**EXERCISE PROMPT**. In the listing below, print exactly the lines between the line holding "Query: shrub" and the line holding "Provide one point per instance of the distant building, each", inclusive, and no more.

**DATA SUPPLIED**.
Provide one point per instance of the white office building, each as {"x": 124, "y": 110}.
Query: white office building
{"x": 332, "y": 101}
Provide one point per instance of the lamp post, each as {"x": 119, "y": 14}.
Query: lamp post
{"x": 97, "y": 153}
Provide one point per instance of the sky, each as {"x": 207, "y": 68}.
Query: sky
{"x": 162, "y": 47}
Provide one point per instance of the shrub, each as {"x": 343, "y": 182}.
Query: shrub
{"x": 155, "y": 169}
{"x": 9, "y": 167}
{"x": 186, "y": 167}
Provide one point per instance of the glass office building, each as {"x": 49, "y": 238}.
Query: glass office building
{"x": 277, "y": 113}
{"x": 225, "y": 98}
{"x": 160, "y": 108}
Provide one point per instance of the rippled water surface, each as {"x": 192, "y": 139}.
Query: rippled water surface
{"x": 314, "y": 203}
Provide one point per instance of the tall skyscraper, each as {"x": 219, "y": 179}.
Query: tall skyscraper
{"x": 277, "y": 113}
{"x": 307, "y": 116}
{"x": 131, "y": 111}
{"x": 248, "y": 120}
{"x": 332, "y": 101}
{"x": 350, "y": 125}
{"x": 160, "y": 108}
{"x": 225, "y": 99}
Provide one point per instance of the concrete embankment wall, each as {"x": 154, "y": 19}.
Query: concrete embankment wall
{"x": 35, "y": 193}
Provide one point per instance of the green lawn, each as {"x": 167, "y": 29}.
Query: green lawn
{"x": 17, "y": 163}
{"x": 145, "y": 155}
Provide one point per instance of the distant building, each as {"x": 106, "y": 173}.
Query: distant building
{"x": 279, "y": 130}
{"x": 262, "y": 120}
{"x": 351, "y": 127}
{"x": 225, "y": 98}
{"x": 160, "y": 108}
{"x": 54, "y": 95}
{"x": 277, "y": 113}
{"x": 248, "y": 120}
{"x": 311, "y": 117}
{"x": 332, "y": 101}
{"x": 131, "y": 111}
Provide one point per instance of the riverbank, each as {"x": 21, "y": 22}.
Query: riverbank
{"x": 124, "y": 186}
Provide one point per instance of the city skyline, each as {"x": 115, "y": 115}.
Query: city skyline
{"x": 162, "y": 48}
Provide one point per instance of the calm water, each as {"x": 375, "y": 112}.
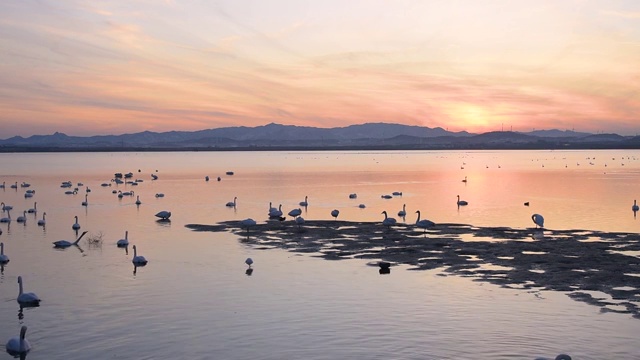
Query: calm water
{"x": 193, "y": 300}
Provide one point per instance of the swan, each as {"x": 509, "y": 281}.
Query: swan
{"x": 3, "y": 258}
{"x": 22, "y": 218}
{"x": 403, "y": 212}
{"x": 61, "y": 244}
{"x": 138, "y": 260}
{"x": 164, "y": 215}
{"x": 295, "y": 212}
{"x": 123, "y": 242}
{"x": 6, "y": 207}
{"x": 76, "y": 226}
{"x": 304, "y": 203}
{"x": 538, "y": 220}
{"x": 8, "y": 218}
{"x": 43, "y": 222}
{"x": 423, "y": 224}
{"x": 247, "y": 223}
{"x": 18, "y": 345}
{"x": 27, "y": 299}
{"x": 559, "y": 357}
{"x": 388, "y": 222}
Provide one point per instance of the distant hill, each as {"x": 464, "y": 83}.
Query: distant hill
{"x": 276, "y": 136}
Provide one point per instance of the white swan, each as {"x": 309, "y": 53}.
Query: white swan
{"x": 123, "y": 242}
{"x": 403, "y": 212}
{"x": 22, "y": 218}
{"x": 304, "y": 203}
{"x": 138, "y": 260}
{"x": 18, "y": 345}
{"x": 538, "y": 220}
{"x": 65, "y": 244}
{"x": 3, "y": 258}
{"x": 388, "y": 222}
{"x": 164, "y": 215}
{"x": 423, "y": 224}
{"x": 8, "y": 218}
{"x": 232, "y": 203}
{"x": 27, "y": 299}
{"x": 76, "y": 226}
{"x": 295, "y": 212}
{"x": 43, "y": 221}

**ANSWER FOR THE TASK**.
Query: shrub
{"x": 155, "y": 169}
{"x": 9, "y": 167}
{"x": 186, "y": 167}
Provide one point per instance of the glass office building, each as {"x": 49, "y": 238}.
Query: glass office building
{"x": 277, "y": 113}
{"x": 225, "y": 98}
{"x": 160, "y": 108}
Provide one point per instance of the rippled water surface, each as {"x": 192, "y": 139}.
Query: rippled water surface
{"x": 314, "y": 203}
Provide one point per instance of the tall skyscraper, each as {"x": 219, "y": 179}.
Query: tall skyscraper
{"x": 277, "y": 113}
{"x": 307, "y": 116}
{"x": 131, "y": 111}
{"x": 248, "y": 120}
{"x": 332, "y": 101}
{"x": 350, "y": 125}
{"x": 160, "y": 108}
{"x": 225, "y": 99}
Provide one point per instance of the concrete embankment wall, each as {"x": 154, "y": 19}.
Query: concrete embankment wall
{"x": 35, "y": 193}
Provide one point per instance of the green lawn, each as {"x": 167, "y": 29}.
Query: green lawn
{"x": 17, "y": 163}
{"x": 145, "y": 155}
Provide one point per instance of the distant building, each as {"x": 106, "y": 173}.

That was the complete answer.